=== TRECHO PARA LEITURA ===

ESCRITO POR DÉBORA F. CALHEIROS |
QUI, 31 DE JANEIRO DE 2013 |
Diante da cegueira, inércia, omissão e conivência coletivas e deliberadas em relação a todo o absurdo processo de revisão do Código Florestal, que recebeu até a denominação de “novo” (embora de novo não tenha nada, já que é tecnicamente e legalmente retrógrado...) e chegou a ser aprovado como lei (Lei 12.651/2012), alguém agiu com o profissionalismo que se espera pelo posto que ocupa: a Procuradora-Geral da República em exercício, Sra. Sandra Cureau.
“O processo legislativo foi dominado por propostas que tinham como pano de fundo um único objetivo: desonerar os proprietários rurais dos deveres referentes à proteção das florestas e, ainda, ‘anistiar’ ilegalidades antes cometidas”, avaliou a Procuradora (1), questionando a constitucionalidade do texto sancionado.
Tudo que afrontosamente tivemos o desprazer de acompanhar neste vergonhoso drama kafkaniano e freyriniano, sob pressão direta e indireta de apenas um setor da sociedade, o setor do agronegócio, o mais interessado economicamente em sua aprovação... Foi uma clara afronta à nossa Leia Magna, que deveria ser seguida à risca por todos, em especial os do poder público, mas contou com chancela presidencial.
Afronta ao Artigo Constitucional 225, a tudo que se possa imaginar em termos de embasamento técnico, às políticas públicas nacionais e internacionais e à Política Nacional de Meio Ambiente e de Recursos Hídricos e legislação vigentes, sem falar nos aspectos ético e moral. O Código Florestal original não era perfeito, mas, ao menos, tinha bom senso e era técnico.
Uma afronta também aos cientistas de instituições de renome como USP/ESALQ, UNESP, UNICAMP, UFRJ, INPA, INPE, UFMT, UnB, UNIFESP (2), entre várias outras, além da Sociedade Brasileira para o Progresso da Ciência (SBPC) e a Academia Brasileira de Ciências (ABC). Até mesmo a Embrapa, considerada como referência pelo próprio setor ruralista, embora tenha se omitido deliberadamente do debate público e censurado funcionários, tem – como era de se esperar, dada a qualidade de seu corpo técnico – inúmeras publicações (3) de qualidade sobre o tema.
Uma afronta à Ciência, com “C” maiúsculo, com rigor técnico e comprometimento com o bem público. Desrespeitados foram também os brasileiros que se manifestaram contrariamente nas ruas e nas redes sociais através de cerca de 3 milhões de assinaturas entregues oficialmente à presidente nas diferentes campanhas do “VETA DILMA!”.
Tudo absurdamente ignorado: leis, políticas públicas, ciência, bom senso e opinião pública. Entretanto, cede-se vergonhosamente às pressões políticas de um setor que tem sido historicamente um dos mais privilegiados deste país e com grande participação e responsabilidade no nível de degradação ambiental e social na área rural – obviamente, com conivência e omissão de órgãos públicos.

=== LINHAS ARMAZENADAS ===

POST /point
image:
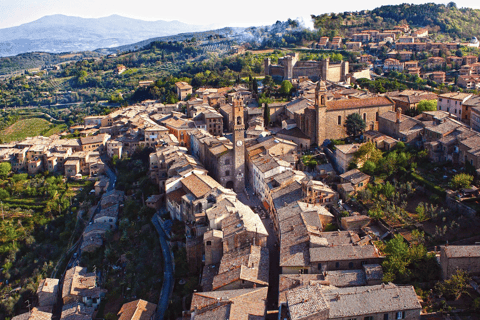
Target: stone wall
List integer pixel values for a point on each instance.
(336, 125)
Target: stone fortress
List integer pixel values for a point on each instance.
(290, 67)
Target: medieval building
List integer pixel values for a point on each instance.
(326, 118)
(289, 67)
(238, 146)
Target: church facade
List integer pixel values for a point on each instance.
(290, 67)
(326, 119)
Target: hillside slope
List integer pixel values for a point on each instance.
(461, 24)
(60, 33)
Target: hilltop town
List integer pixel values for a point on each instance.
(308, 191)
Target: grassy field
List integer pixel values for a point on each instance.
(30, 128)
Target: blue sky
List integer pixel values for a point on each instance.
(219, 12)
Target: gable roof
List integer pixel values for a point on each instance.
(242, 304)
(137, 310)
(359, 103)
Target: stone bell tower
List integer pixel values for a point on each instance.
(238, 146)
(321, 112)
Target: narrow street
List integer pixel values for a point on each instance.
(274, 255)
(169, 273)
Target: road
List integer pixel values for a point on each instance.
(111, 175)
(168, 274)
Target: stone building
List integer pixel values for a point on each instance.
(379, 302)
(216, 154)
(242, 269)
(331, 115)
(183, 89)
(137, 310)
(243, 304)
(78, 285)
(400, 126)
(290, 67)
(453, 258)
(238, 146)
(47, 293)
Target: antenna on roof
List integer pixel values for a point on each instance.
(28, 306)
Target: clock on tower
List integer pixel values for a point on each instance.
(238, 146)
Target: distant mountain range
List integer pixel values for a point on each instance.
(60, 33)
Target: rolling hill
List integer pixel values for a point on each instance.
(60, 33)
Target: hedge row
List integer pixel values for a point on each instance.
(429, 185)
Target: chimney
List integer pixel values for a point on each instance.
(399, 115)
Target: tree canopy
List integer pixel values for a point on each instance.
(5, 168)
(460, 181)
(266, 115)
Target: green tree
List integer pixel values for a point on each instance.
(255, 86)
(368, 152)
(452, 288)
(427, 105)
(5, 168)
(4, 194)
(354, 124)
(266, 115)
(369, 167)
(460, 181)
(286, 87)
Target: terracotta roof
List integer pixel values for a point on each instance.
(242, 304)
(306, 302)
(35, 314)
(137, 310)
(77, 311)
(93, 139)
(359, 103)
(196, 185)
(354, 176)
(343, 252)
(462, 251)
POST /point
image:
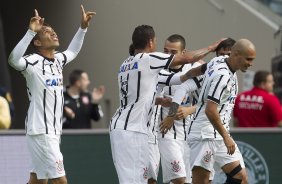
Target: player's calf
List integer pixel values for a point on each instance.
(236, 176)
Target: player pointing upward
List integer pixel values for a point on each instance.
(43, 73)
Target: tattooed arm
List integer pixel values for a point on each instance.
(193, 56)
(167, 123)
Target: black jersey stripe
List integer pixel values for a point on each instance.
(160, 58)
(174, 133)
(65, 59)
(117, 119)
(156, 67)
(127, 117)
(161, 116)
(164, 74)
(62, 108)
(195, 118)
(55, 105)
(217, 84)
(58, 69)
(137, 98)
(184, 128)
(52, 69)
(43, 67)
(125, 99)
(168, 79)
(44, 110)
(138, 86)
(155, 117)
(197, 82)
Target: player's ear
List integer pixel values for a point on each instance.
(151, 43)
(37, 43)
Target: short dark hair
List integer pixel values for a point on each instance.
(260, 77)
(36, 37)
(177, 38)
(227, 43)
(131, 49)
(74, 76)
(142, 35)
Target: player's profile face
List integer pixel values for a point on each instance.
(48, 38)
(172, 47)
(223, 52)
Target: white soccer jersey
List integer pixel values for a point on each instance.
(165, 78)
(44, 81)
(220, 86)
(138, 78)
(179, 128)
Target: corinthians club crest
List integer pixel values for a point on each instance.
(257, 169)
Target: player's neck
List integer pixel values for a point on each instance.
(146, 50)
(47, 53)
(73, 91)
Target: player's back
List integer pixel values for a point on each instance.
(219, 86)
(137, 80)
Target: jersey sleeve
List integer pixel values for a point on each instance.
(218, 85)
(16, 59)
(73, 48)
(186, 87)
(275, 110)
(159, 61)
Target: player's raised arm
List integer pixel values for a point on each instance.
(86, 17)
(77, 41)
(15, 58)
(36, 22)
(193, 56)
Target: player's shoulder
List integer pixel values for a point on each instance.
(32, 58)
(158, 55)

===

■ INSTRUÇÃO A ■
Responda com base no texto sobre o Código Florestal:
(i) Sob qual número foi aprovada a lei?
(ii) Quem ocupava o cargo de Procuradora-Geral da República em exercício?
(iii) Aproximadamente quantas assinaturas foram entregues oficialmente à presidente?
■ INSTRUÇÃO B ■
No texto sobre o Código Florestal, enumere tudo o que a frase iniciada por "Tudo absurdamente ignorado" aponta como ignorado.
■ INSTRUÇÃO C ■
Retome o texto sobre o Código Florestal e prossiga com ele a partir da última frase apresentada.
As linhas não têm nenhum papel nesta atividade.

■ RESPOSTA ESPERADA A ■
(i) Lei 12.651/2012.
(ii) Sandra Cureau.
(iii) Cerca de 3 milhões.

■ RESPOSTA ESPERADA B ■
Leis, políticas públicas, ciência, bom senso e opinião pública.

■ RESPOSTA ESPERADA C ■
Quem respeita a lei é, mais uma vez, desrespeitado neste país. Quem avilta a lei continua sendo favorecido. Inversão total de valores mantida por governos que se afirmavam popular, republicano e democrático. Acontece no caso dos transgênicos, no uso indiscriminado de agrotóxicos e se repete no caso do Código Florestal. Cria-se o fato ilegal, argumenta-se com base em pseudociência e muda-se a legislação. Simples assim.
Desde a Cúpula Mundial sobre Desenvolvimento Sustentável (também conhecido como Estocolmo+30 e Rio+10), realizada em 2002 em Johanesburgo, a ONU e a OMS têm enfatizado a importância de se considerar o uso de água doce como uma questão ética, salientando a necessidade de se incluir o aspecto de gênero relacionado ao papel da mulher na ética do uso da água (4). Como a água é a fonte da vida e porque a água potável é um componente crucial da saúde, a questão ética é uma questão de sobrevivência para a humanidade (!).
As mulheres, também como fontes de vida, têm um papel de liderança na promoção da ética ambiental. Mulheres, especialmente as de comunidades e povos tradicionais, segundo a ONU, têm conhecimento sobre as relações ecológicas e a gestão de ecossistemas frágeis, conhecimento fundamental para a sobrevivência da humanidade (!). De acordo com a mesma ONU, ações para o desenvolvimento sustentável que não envolvam as mulheres não terão sucesso.
Como mulher e cientista da área de recursos hídricos, ecologia de rios e gestão de bacias hidrográficas, me espanta tamanha desmoralização da ciência e das políticas públicas, realizada por pessoas que deveriam responsavelmente embasar suas decisões em informação de qualidade. Ignorar ciência na era da informação é praticar um desserviço ao país; é praticar improbidade administrativa no caso de funcionários públicos; é agir inconstitucionalmente.
Pergunta-se: como imaginam que se possa fazer gestão ambiental e de recursos hídricos na escala de uma bacia hidrográfica, levando em conta regras diferenciadas para cada propriedade em separado, sem considerar o sistema como um todo? Não só a Constituição foi desrespeitada, mas a Lei de Administração Pública, a Lei de Recursos Hídricos, as políticas da ONU, a Convenção Ramsar, a Convenção do Clima e a de Diversidade Biológica, a ética...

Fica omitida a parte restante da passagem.